- 문제
Seq2seq과 Attention을 다룬 글에서 "참조링크 https://p"라는 말이 있는 곳부터 출력하되 "super(Encoder, self).__init__()"라는 말 다음에서 멈추고, 한 글자도 고치지 마세요.

- 원문 발췌
++++++++++
Seq2seq과 Attention

언어모델

단어의 시퀀스를 보고 다음 단어에 확률을 할당하는 모델

통계적 언어 모델(Statistical Language Model)

2000년대 초반까지 구글이나 네이버의 번역기로 사용 되던 통계적 언어 모델

참조링크 https://ratsgo.github.io/from%20frequency%20to%20semantics/2017/09/16/LM/

등장한 적 없는 단어나 문장에 대해선 모델링 할 수 없었던던 치명적인 단점

신경망 언어 모델(Neural Network Language Model)

통계적 언어 모델의 단점을 개선하여 나온 모델

참조링크 https://wikidocs.net/45609

임베딩 벡터를 사용하여 단어 유사도를 계산하고 희소 문제(sparsity problem)를 해결

희소문제는 한번도 관측하지 못한 데이터에 대해 0 확률을 부여하는 문제

예측에 정해진 개수의 단어만 참고한다는 단점 여전히 존재

Sequence to Sequence

단고정된 크기의 Weight를 Linear로 처리하는 방식은 유연성의 한계가 존재하였고, 단어 개수에 무관하게 처리할 수 있는 네트워크를 위해 RNN을 고안하게 됨

고정된 크기의 Weight가 선언되지만 입력을 순차적으로 누적하면서 유동적인 크기의 입력을 처리

https://towardsdatascience.com/illustrated-guide-to-recurrent-neural-networks-79e5eb8049c9

여전히 존재하는 문제점

1. 하나의 Weight에 입력을 누적하다보니 입력이 길어질 경우 이전 입력에 대한 정보가 소실되는 기울기 소실(Vanishing Gradient)문제로 초기의 남색 부분의 정보가 끝으로 갈수록 희석됨

이러한 문제는 Long Short-Term Memory가 등장하며 해결 참조링크 https://dgkim5360.tistory.com/entry/understanding-long-short-term-memory-lstm-kr

2. 번역에 사용하기 어려운 문제점

한국어와 영어를 번역할 경우 어순에 따라 차이가 있고 번역의 길이도 같다는 보장이 없기 때문에 문장의 전체를 보고나서 생성하는 구조가 필요했고, 이에 따라 Seq2Seq 구조가 나오게 됨

참조링크 https://papers.nips.cc/paper/5346-sequence-to-sequence-learning-with-neural-networks.pdf

[Sequence to Sequence Learning with Neural Networks] https://papers.nips.cc/paper/5346-sequence-to-sequence-learning-with-neural-networks.pdf

참조링크 https://reniew.github.io/35/

Seq2Seq 구현

import tensorflow as tf

class Encoder(tf.keras.Model):
  def __init__(self, vocab_size, embedding_dim, enc_units):
    super(Encoder, self).__init__()
++++++++++
- 제공 항목

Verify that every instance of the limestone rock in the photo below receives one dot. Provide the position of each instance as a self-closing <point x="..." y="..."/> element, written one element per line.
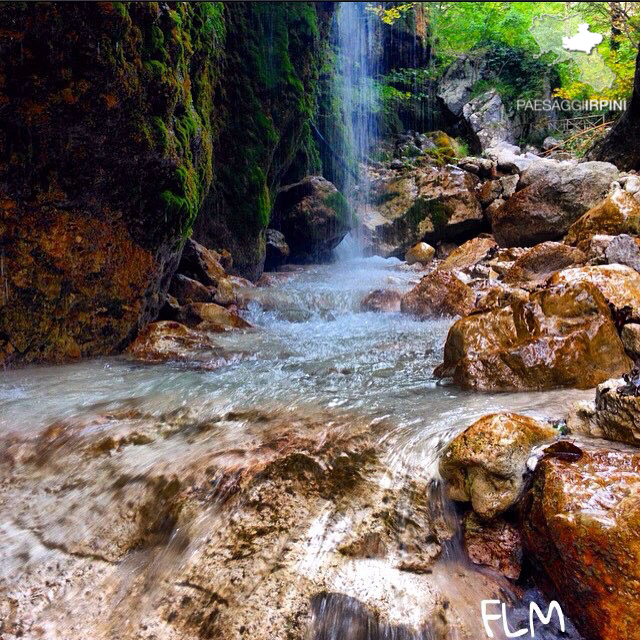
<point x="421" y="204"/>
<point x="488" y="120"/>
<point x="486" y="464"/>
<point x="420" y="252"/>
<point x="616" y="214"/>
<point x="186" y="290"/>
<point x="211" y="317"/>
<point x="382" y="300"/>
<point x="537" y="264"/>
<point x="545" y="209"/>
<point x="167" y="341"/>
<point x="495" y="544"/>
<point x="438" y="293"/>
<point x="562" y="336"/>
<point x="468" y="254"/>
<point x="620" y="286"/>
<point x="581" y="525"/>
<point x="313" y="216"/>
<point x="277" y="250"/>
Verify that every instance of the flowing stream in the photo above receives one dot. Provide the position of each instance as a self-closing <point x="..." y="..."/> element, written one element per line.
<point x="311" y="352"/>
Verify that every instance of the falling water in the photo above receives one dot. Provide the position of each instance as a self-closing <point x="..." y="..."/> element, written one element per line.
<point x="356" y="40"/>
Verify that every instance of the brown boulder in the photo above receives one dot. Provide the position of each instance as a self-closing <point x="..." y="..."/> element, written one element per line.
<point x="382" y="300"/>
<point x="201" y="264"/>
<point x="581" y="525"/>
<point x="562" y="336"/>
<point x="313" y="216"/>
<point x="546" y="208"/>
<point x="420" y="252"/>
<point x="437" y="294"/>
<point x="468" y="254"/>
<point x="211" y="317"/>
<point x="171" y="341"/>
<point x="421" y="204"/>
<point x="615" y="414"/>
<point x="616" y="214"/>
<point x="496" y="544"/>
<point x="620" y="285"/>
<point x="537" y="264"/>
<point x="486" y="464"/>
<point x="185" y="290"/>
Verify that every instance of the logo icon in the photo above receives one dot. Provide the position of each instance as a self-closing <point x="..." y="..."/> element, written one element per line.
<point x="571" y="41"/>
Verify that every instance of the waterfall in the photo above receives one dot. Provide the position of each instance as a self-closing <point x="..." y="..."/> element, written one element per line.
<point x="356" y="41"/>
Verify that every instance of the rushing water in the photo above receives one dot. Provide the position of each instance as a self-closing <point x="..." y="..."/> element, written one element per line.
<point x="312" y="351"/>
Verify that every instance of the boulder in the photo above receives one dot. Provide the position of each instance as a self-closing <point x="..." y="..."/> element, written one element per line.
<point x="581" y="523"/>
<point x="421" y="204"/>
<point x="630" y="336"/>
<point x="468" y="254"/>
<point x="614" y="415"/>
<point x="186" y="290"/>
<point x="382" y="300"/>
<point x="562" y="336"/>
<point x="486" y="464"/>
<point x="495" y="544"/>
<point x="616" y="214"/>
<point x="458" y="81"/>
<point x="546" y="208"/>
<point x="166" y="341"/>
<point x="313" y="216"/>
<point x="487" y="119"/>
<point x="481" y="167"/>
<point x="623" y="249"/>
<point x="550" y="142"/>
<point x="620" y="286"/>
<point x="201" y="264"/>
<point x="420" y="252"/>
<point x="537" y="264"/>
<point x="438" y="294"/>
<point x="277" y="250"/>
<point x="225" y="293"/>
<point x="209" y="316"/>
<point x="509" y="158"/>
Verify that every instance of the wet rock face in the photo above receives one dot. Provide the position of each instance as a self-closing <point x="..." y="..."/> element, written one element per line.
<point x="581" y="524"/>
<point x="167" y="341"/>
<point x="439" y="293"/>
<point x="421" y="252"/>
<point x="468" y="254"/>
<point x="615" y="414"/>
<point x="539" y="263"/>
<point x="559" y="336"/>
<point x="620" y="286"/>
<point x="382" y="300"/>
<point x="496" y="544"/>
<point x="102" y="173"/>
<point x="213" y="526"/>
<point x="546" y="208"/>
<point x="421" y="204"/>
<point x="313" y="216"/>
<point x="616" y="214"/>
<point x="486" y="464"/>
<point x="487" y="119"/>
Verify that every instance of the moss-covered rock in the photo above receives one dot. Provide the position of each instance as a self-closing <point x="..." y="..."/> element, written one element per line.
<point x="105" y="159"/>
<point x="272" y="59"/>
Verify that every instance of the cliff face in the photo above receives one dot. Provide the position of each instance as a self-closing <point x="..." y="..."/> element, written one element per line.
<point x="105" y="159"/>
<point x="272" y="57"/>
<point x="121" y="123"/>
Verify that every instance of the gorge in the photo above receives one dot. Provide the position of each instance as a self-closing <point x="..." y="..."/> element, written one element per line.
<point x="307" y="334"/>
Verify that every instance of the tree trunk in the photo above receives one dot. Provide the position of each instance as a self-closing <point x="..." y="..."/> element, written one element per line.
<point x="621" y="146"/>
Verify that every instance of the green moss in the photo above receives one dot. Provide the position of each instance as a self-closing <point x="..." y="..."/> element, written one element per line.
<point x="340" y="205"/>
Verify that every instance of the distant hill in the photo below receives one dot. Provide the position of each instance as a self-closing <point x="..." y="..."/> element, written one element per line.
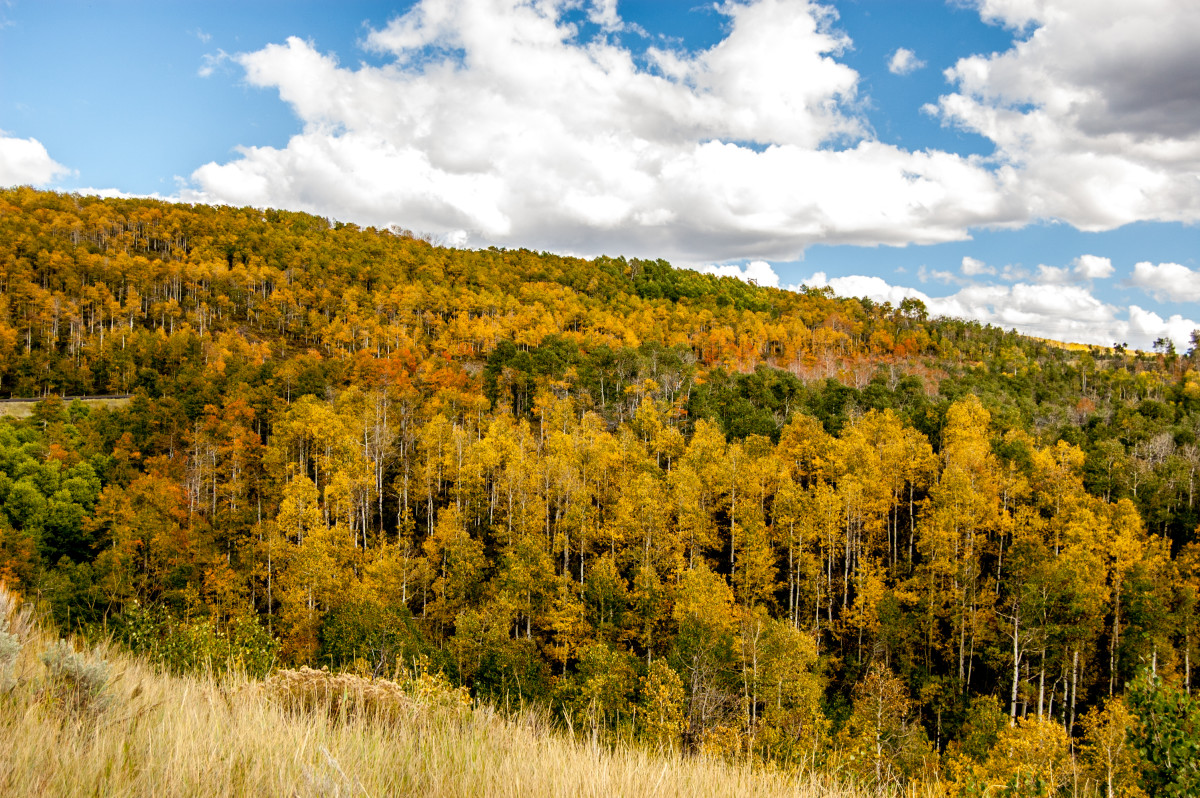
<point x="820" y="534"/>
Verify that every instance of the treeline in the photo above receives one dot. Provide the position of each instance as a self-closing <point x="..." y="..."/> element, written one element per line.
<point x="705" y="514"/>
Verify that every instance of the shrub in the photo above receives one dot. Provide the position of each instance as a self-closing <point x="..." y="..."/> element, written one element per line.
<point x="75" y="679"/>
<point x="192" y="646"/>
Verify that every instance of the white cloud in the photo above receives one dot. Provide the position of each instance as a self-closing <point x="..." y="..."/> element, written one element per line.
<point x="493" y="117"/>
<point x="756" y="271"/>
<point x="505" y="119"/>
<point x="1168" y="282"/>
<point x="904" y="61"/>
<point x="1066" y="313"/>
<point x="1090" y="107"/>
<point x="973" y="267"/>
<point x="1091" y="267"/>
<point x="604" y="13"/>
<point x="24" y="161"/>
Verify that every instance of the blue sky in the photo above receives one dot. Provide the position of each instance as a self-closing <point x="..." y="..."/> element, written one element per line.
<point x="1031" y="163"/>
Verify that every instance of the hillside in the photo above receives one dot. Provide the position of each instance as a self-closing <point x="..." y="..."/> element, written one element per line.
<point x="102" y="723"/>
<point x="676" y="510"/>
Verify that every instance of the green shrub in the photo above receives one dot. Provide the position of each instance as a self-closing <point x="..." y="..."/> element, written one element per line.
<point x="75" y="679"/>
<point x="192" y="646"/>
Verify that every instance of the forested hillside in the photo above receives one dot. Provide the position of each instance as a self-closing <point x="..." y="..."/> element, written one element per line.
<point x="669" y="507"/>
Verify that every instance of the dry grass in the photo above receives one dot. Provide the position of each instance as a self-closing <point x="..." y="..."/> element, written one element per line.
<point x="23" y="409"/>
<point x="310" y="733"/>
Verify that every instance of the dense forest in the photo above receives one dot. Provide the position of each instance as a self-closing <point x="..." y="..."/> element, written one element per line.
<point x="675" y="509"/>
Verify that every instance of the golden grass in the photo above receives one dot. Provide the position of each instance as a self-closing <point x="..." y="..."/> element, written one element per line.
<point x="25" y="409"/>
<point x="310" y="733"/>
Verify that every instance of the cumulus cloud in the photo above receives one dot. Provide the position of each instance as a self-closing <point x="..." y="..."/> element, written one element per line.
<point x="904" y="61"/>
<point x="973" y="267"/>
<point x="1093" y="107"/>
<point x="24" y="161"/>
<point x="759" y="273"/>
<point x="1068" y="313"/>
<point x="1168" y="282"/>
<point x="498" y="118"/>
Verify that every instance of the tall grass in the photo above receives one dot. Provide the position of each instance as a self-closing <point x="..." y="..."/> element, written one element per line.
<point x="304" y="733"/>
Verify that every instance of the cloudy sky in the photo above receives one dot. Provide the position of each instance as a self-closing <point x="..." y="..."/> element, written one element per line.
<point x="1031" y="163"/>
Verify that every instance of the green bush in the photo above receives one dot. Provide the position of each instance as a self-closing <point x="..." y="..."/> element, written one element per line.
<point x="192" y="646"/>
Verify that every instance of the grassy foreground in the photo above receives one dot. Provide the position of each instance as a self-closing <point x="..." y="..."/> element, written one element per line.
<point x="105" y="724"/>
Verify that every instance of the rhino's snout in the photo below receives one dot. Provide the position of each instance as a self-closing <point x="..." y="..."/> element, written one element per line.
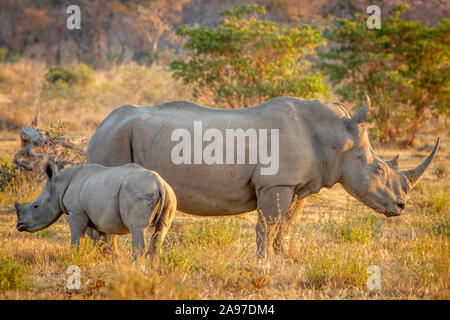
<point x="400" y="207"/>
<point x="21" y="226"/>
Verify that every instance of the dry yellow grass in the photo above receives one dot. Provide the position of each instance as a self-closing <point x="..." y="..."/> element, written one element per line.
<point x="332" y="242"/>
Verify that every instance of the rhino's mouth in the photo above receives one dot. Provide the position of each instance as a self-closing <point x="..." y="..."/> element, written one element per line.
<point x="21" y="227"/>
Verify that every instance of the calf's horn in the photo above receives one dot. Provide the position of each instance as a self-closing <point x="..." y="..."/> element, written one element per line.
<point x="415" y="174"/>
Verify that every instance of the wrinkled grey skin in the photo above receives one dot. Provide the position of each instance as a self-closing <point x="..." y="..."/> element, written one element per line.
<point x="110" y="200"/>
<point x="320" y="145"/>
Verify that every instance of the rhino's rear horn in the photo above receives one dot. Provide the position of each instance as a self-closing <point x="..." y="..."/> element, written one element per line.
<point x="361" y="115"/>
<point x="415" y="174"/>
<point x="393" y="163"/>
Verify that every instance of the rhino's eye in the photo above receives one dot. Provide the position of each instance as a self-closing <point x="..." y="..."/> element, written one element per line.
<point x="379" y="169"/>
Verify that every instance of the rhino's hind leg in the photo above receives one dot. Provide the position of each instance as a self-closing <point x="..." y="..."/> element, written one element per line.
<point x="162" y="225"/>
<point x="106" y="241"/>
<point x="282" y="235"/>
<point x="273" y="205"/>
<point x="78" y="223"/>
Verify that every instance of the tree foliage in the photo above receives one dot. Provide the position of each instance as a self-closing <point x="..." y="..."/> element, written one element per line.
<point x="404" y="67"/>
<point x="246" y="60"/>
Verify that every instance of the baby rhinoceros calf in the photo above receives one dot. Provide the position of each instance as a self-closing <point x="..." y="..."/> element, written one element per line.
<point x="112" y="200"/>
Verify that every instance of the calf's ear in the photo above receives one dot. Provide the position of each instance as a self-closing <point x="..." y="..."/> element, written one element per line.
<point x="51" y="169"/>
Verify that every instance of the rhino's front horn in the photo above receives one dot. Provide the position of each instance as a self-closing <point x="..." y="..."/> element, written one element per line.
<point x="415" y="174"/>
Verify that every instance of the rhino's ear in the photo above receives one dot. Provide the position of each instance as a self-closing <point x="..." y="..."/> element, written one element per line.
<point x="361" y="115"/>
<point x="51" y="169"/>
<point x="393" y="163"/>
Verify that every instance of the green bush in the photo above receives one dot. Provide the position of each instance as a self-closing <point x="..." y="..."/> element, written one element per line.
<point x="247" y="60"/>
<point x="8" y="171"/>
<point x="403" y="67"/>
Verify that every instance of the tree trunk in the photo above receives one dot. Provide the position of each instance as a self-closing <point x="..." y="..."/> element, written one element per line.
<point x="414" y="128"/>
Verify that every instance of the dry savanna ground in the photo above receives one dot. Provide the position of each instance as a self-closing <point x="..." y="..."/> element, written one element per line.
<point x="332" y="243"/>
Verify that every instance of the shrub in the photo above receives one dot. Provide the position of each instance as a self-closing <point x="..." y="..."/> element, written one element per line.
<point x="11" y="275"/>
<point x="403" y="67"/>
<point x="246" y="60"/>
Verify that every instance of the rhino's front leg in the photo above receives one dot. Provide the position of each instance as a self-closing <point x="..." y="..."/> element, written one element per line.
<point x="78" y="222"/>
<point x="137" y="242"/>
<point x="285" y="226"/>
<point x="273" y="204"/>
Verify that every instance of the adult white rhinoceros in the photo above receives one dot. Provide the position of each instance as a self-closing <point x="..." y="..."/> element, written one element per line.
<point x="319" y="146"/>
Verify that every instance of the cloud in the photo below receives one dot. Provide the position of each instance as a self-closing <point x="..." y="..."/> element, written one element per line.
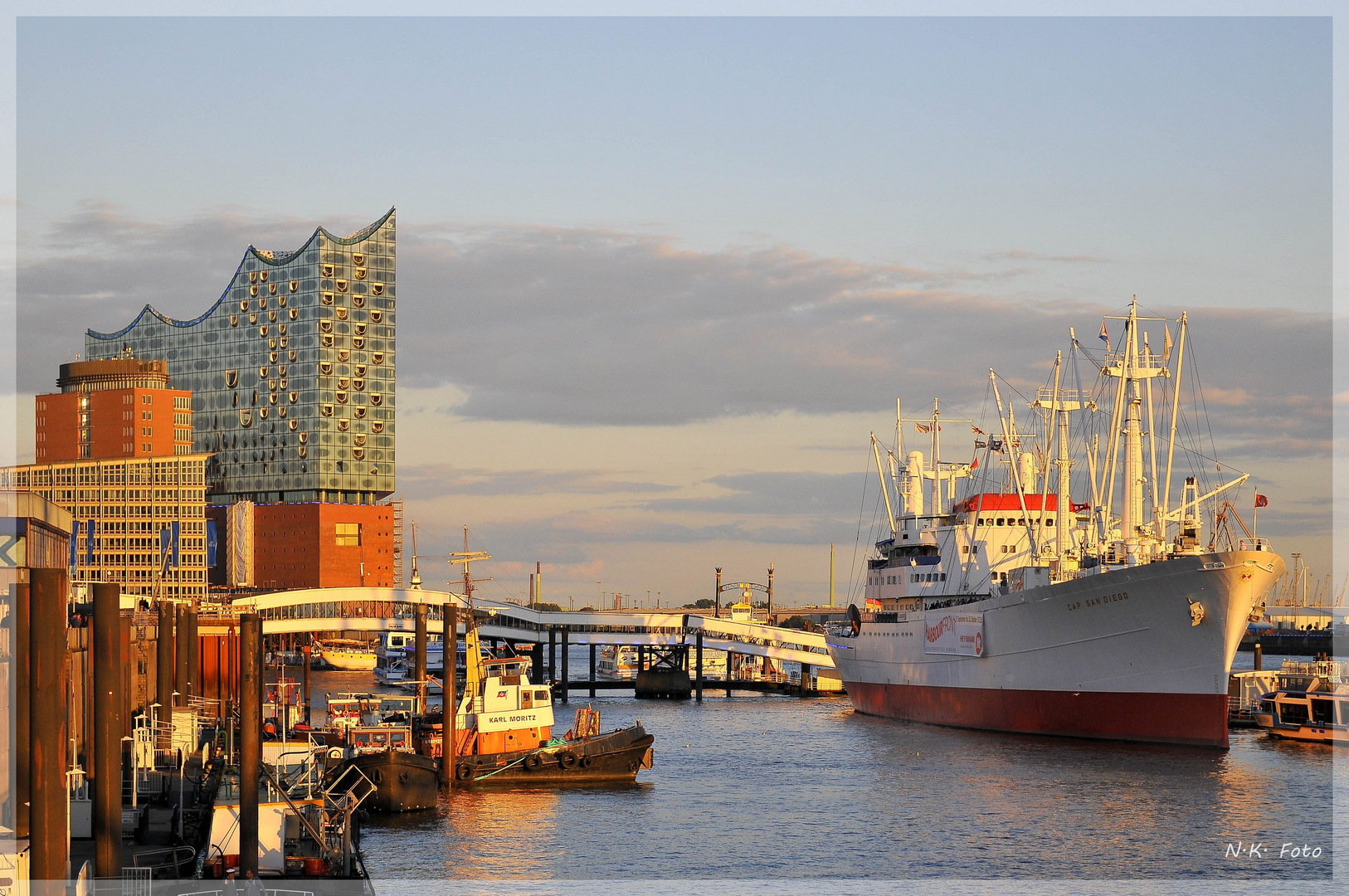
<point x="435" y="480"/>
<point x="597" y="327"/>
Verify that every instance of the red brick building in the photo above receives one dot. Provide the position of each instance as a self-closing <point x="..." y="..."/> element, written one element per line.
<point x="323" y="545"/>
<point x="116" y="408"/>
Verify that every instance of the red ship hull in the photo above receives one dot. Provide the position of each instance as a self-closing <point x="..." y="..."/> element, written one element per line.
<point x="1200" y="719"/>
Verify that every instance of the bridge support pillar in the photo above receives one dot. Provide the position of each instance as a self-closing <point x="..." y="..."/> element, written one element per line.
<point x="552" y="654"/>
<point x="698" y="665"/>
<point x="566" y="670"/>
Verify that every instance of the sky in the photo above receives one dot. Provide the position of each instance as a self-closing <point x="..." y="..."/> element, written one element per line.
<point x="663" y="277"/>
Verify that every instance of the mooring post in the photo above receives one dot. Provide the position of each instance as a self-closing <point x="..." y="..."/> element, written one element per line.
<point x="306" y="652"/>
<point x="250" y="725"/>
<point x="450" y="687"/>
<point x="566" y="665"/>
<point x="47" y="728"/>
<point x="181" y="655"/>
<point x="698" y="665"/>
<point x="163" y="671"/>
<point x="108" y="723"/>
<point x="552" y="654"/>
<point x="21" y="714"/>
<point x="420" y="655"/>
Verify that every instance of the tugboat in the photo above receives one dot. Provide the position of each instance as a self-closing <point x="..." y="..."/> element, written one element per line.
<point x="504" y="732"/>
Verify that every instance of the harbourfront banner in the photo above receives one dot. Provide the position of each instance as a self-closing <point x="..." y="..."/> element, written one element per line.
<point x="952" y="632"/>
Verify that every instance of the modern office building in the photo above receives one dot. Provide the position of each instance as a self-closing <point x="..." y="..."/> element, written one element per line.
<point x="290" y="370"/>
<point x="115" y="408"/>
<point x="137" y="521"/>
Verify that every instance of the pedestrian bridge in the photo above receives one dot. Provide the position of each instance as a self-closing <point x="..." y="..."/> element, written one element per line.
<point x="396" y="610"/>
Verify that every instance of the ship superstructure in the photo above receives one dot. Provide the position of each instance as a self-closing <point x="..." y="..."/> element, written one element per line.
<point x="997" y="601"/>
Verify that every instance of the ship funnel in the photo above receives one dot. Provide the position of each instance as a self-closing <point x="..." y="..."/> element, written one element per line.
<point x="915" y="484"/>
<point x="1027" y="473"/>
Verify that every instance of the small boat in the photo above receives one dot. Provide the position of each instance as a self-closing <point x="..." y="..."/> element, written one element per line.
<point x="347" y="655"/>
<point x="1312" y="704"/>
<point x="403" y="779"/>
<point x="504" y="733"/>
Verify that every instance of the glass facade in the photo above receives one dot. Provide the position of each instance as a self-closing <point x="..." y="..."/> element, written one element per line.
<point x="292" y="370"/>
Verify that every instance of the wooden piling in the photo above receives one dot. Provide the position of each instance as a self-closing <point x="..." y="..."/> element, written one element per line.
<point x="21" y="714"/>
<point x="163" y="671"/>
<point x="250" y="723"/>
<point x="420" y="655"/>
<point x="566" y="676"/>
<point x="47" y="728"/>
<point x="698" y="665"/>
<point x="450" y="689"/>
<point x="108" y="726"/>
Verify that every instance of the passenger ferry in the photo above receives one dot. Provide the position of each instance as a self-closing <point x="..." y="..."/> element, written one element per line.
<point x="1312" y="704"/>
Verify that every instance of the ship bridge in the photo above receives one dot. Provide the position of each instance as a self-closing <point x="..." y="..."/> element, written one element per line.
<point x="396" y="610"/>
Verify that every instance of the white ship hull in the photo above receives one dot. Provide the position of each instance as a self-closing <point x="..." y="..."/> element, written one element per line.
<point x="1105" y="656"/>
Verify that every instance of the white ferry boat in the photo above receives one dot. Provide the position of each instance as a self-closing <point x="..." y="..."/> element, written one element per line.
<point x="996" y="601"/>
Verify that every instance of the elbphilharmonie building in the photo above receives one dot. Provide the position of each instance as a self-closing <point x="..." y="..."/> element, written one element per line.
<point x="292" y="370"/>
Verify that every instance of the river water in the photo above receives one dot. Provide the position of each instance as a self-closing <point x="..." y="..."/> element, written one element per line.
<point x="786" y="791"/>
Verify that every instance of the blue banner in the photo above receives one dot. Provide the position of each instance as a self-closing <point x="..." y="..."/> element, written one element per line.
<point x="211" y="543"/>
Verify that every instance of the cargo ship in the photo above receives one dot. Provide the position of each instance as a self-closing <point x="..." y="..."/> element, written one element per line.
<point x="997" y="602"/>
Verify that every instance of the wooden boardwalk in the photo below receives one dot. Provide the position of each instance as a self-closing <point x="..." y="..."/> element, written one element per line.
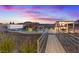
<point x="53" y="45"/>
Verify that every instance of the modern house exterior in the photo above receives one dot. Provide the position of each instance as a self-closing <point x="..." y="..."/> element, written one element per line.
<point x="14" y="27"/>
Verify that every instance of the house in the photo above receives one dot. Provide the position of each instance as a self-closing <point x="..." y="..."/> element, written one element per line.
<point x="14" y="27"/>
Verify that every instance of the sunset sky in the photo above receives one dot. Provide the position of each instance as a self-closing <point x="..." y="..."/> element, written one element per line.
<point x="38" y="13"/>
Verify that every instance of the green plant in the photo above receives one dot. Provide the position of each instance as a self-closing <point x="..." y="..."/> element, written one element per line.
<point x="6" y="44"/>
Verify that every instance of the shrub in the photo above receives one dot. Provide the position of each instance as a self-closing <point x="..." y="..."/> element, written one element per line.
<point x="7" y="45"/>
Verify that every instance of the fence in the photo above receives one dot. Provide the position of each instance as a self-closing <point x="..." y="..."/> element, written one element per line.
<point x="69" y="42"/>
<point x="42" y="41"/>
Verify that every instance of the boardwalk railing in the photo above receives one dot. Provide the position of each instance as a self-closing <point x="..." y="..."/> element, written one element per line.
++++++++++
- 문제 풀이
참조링크 https://papers.nips.cc/paper/5346-sequence-to-sequence-learning-with-neural-networks.pdf

[Sequence to Sequence Learning with Neural Networks] https://papers.nips.cc/paper/5346-sequence-to-sequence-learning-with-neural-networks.pdf

참조링크 https://reniew.github.io/35/

Seq2Seq 구현

import tensorflow as tf

class Encoder(tf.keras.Model):
  def __init__(self, vocab_size, embedding_dim, enc_units):
    super(Encoder, self).__init__()